*Stored data*.
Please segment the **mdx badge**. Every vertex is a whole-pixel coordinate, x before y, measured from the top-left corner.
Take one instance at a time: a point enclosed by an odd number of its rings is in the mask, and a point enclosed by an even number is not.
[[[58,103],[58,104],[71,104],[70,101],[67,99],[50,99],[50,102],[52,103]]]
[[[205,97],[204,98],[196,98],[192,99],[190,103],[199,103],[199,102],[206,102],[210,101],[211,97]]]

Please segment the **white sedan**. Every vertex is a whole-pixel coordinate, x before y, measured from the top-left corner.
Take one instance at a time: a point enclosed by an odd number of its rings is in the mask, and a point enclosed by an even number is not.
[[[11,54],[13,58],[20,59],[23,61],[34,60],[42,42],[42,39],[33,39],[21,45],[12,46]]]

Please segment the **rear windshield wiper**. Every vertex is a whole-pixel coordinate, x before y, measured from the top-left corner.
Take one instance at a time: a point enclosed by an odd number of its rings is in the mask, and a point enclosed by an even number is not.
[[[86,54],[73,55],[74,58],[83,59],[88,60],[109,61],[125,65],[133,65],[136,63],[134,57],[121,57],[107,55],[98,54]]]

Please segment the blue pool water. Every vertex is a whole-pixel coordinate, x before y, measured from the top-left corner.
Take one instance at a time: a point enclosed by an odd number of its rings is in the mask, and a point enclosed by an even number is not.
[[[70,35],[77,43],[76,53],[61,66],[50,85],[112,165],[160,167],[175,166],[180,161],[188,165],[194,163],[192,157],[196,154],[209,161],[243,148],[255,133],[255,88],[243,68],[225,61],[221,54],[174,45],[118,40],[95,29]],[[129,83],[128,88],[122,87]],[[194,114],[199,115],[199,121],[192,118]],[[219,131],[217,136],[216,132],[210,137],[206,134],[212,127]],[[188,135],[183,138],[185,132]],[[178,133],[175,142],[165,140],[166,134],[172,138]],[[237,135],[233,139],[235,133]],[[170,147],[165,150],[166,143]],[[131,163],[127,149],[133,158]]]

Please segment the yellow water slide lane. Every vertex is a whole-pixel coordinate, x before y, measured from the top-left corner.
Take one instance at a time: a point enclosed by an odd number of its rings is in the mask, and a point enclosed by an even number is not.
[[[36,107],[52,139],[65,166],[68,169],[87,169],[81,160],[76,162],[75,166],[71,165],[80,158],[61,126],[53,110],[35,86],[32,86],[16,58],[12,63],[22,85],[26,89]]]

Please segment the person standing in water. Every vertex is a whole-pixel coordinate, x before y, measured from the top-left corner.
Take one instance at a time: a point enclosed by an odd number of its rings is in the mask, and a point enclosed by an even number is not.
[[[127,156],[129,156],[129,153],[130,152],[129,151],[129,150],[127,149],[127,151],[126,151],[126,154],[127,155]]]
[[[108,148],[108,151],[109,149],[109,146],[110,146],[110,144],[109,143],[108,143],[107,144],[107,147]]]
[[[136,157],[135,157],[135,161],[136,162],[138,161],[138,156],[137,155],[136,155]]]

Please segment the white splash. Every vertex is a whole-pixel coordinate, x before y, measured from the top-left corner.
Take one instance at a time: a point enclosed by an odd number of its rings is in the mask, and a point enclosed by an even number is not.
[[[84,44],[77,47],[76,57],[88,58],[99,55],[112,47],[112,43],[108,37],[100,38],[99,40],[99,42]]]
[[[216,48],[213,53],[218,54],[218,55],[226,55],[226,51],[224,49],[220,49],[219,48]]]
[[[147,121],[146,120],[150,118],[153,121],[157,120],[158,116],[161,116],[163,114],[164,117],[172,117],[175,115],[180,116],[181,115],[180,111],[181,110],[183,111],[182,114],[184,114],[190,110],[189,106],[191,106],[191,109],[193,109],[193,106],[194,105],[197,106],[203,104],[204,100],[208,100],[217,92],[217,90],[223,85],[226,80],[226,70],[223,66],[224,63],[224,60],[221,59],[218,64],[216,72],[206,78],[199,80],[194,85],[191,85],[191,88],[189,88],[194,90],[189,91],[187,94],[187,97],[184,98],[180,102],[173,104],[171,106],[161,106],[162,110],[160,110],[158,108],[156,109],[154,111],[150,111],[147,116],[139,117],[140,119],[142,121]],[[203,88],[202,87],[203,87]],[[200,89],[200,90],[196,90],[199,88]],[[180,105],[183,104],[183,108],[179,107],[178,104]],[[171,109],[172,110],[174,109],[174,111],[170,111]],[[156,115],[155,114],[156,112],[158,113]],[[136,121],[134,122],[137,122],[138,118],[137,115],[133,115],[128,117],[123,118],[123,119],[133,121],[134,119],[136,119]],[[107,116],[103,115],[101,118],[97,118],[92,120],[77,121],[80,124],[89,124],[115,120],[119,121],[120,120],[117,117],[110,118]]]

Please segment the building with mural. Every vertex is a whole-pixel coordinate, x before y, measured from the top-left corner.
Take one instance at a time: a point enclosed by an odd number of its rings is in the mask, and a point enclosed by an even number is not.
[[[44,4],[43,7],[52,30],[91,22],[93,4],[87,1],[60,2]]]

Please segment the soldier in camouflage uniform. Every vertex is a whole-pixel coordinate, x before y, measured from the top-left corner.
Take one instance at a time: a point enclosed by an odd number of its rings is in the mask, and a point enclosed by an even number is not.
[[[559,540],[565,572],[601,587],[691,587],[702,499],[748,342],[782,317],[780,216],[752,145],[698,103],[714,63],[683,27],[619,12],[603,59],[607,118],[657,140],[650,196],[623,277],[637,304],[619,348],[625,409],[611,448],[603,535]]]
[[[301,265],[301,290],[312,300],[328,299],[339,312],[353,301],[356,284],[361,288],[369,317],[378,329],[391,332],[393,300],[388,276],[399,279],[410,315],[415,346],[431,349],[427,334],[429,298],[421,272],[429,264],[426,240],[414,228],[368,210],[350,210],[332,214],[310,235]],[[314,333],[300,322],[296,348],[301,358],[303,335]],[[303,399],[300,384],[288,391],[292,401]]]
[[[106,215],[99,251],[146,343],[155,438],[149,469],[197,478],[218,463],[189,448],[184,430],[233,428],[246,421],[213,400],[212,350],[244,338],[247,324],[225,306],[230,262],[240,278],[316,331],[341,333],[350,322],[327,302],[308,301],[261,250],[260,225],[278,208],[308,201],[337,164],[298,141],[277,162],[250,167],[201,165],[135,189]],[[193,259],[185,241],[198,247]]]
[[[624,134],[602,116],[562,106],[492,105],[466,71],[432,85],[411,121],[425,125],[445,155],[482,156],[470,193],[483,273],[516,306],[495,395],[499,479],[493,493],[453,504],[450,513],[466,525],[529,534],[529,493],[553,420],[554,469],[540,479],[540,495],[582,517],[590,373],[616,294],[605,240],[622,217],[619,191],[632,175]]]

*Instruction*.
Pull out every line of the entries above that contains the string "water", matching case exactly.

*Correct output*.
Please segment the blue pool water. Every vertex is a whole-pixel coordinate, x before y, measured from the top-left corner.
Please segment the yellow water slide lane. Every vertex is a whole-pixel coordinate, x before y, measured from the top-left corner.
Please segment the person standing in water. Every vertex is a whole-pixel coordinate, x before y, measured from the top-left corner.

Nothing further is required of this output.